Please copy out the lines in the entries that contain "below".

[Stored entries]
◇ ◇ ◇ ◇ ◇

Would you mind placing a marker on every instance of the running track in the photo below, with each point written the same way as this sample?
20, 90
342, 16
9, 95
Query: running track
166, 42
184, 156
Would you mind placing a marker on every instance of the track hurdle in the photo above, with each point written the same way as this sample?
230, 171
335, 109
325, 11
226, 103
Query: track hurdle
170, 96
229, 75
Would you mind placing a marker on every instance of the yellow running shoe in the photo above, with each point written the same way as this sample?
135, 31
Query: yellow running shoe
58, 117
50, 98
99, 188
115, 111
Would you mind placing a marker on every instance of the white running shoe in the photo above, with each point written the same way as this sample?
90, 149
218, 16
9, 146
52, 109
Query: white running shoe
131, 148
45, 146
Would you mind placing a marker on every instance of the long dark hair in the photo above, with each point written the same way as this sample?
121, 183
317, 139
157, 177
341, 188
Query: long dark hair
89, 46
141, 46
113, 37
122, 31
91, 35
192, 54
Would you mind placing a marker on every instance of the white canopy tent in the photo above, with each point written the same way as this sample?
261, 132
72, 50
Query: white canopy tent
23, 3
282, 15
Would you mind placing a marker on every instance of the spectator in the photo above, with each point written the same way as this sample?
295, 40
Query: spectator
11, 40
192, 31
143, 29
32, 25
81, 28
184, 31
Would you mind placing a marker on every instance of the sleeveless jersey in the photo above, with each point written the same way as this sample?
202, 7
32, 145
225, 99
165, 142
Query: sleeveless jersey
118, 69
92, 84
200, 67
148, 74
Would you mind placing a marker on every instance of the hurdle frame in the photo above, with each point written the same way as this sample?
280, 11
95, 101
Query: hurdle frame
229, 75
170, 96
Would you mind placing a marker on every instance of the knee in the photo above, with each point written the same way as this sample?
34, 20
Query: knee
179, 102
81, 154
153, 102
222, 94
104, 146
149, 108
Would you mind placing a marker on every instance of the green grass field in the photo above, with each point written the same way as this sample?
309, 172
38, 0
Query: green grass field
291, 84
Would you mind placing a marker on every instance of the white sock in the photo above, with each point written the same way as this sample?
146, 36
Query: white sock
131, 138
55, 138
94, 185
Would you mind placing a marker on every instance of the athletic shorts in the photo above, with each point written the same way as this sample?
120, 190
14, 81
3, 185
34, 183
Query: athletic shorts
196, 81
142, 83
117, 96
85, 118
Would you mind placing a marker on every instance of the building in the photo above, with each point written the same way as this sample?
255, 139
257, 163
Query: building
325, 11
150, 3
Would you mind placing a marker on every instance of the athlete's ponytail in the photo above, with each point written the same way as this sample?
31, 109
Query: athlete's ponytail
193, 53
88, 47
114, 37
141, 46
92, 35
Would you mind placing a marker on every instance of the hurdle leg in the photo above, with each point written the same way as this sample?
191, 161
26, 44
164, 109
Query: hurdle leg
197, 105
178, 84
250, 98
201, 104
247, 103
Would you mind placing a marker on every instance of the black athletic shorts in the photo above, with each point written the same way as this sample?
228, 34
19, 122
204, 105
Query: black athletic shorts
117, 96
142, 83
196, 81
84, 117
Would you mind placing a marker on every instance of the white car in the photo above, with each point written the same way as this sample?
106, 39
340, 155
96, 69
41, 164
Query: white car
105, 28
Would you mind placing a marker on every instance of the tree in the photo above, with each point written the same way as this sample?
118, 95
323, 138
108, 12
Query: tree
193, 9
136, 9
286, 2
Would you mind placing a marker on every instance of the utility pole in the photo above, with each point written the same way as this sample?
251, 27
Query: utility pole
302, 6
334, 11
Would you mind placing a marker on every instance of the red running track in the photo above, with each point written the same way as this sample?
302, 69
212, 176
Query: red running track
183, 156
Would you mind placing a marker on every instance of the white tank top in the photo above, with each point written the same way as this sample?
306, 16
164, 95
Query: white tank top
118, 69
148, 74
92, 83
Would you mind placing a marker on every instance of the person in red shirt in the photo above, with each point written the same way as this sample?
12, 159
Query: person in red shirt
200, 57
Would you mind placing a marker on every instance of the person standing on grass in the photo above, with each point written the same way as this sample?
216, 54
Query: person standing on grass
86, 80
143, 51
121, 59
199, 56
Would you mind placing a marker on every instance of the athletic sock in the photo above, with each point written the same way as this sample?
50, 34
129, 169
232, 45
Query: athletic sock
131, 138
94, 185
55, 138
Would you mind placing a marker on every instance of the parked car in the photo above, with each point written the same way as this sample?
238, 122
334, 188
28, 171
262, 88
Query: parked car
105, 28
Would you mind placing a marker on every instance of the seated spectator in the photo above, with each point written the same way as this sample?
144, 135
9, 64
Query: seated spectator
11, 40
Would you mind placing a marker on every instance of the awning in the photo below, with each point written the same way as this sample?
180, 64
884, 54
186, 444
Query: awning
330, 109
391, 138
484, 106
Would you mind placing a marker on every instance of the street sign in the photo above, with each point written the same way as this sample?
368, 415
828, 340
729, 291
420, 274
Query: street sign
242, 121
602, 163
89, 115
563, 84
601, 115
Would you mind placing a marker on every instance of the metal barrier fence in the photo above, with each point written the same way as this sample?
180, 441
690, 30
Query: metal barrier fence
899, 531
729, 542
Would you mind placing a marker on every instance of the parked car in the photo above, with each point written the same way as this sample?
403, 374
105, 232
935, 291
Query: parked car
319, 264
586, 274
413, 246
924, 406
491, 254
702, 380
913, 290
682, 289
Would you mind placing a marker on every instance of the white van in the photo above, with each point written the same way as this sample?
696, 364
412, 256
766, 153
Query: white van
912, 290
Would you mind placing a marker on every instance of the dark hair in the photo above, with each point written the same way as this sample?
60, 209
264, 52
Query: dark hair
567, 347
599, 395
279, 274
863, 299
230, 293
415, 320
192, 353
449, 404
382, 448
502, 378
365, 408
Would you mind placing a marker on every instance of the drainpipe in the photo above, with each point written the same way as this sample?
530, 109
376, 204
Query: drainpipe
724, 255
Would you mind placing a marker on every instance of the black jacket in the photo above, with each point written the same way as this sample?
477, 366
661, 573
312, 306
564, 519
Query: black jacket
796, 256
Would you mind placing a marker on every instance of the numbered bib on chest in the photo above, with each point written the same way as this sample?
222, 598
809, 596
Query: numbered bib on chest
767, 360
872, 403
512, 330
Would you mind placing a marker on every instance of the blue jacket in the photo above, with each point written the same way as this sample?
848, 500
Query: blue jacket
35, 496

◇ ◇ ◇ ◇ ◇

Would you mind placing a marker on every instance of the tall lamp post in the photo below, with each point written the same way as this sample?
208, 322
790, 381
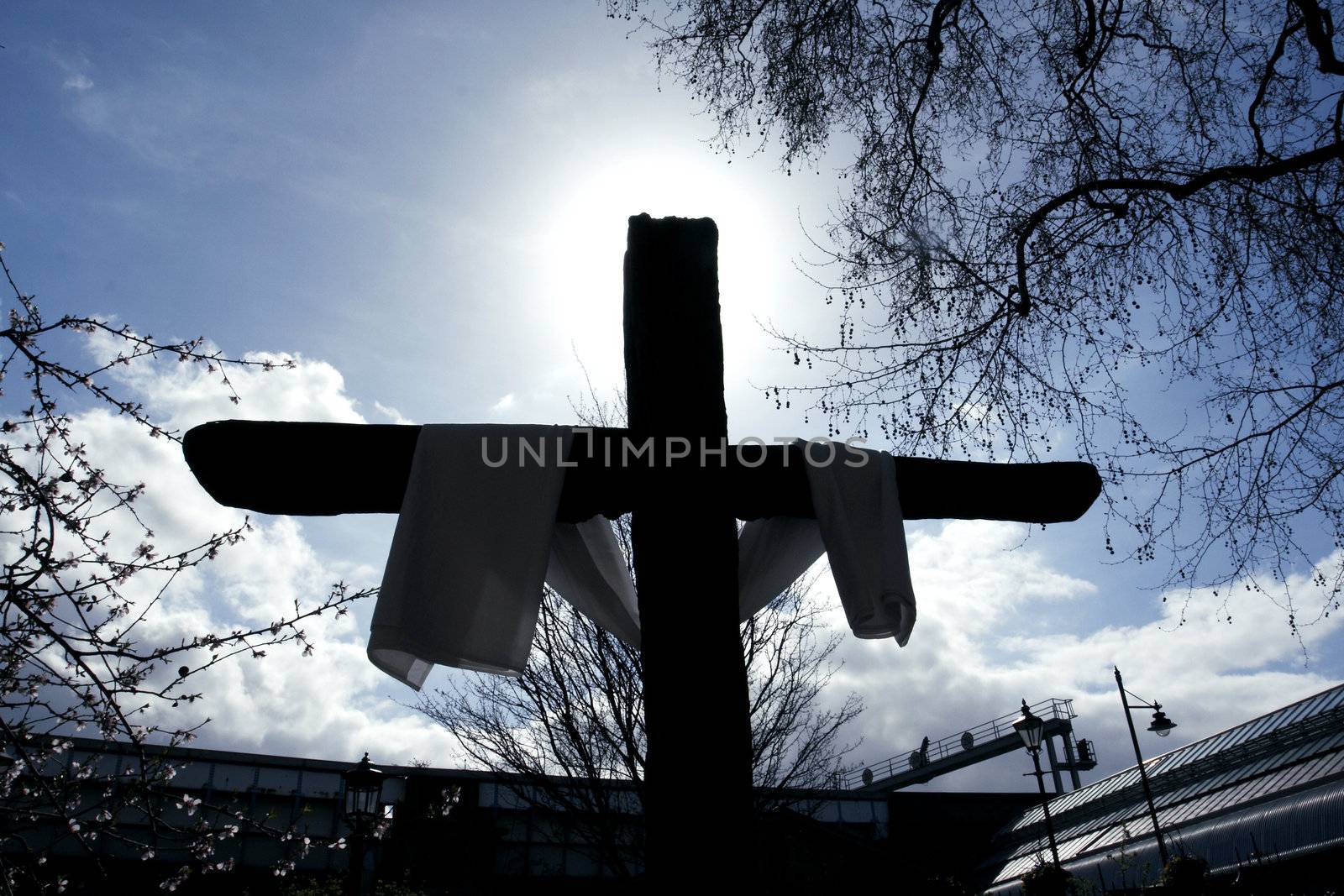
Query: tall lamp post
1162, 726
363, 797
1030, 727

◇ ◇ ◇ ◇ ◇

EXERCISE SOLUTION:
Would you mind placing a marker on every instance of the running track in the photo below, with each point written the same way as this sample?
Would you mind placing a marker on every instance of the awning in the photo below, with each point written the same way as this sample?
Would you mind placing a marker on every instance of the tall lamp post in the photo below, with each point written the same way as this sample?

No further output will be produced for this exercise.